Stated problem A
From the Platteville Group entry, return the stretch from "Contributing author(s)" through "1963, p. 63).".
Stated problem B
Summarize the Platteville Group entry in two sentences.

Excerpt to read
****************

Willman, H. B., Elwood Atherton, T. C. Buschbach, Charles Collinson, John C. Frye, M. E. Hopkins, Jerry A. Lineback, and Jack A. Simon, 1975, Handbook of Illinois Stratigraphy: Illinois State Geological Survey Bulletin 95, 261 p.

Contributing author(s)

H. B. Willman and T. C. Buschbach

Name

Original description

Platteville Group (Bain, 1905, p. 18-21; Calvin, 1906, p. 60-61; Templeton and Willman, 1963, p. 63).

Derivation

Named for Platteville, Wisconsin, which is 4 miles east of the type exposures.

Other names

History/background

Type section

Type location

The type section of the Platteville Group is located along the Little Platte River. For a specific type section, Kay (1931 , p. 369, 371) designated a ravine exposure (SW NW NW 20, 3N-1W, Grant County, Wisconsin), but Templeton and Willman (1963) suggested as an alternate a more accessible roadcut 5 miles southwest of Platteville (SE SW SE 1, 2N-2W), where the group is 53.6 feet thick.

Type author(s)

Type status

Reference section

Reference location

Reference author(s)

****************

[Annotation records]
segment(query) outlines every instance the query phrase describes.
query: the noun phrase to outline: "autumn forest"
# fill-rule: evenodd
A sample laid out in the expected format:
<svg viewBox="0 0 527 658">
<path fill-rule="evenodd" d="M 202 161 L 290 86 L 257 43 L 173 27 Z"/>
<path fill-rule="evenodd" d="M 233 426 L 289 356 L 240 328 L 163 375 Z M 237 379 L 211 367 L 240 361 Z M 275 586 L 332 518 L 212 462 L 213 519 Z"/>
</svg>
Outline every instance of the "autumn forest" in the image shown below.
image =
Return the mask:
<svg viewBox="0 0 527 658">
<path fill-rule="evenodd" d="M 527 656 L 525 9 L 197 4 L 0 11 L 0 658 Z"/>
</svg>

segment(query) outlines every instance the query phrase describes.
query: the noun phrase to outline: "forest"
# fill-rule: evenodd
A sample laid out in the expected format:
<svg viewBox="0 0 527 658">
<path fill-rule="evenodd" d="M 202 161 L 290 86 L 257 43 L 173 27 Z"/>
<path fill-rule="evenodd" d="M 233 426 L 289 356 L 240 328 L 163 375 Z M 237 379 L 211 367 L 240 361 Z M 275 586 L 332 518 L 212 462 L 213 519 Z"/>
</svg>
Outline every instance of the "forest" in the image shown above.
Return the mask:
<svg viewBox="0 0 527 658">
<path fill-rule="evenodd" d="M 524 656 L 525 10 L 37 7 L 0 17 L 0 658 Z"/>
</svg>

****************

Exercise response A
Contributing author(s)

H. B. Willman and T. C. Buschbach

Name

Original description

Platteville Group (Bain, 1905, p. 18-21; Calvin, 1906, p. 60-61; Templeton and Willman, 1963, p. 63).

Exercise response B
The Platteville Group is named for Platteville, Wisconsin, which lies 4 miles east of the type exposures along the Little Platte River. Kay designated a ravine exposure in Grant County, Wisconsin, as the specific type section, but Templeton and Willman suggested a more accessible roadcut 5 miles southwest of Platteville, where the group is 53.6 feet thick.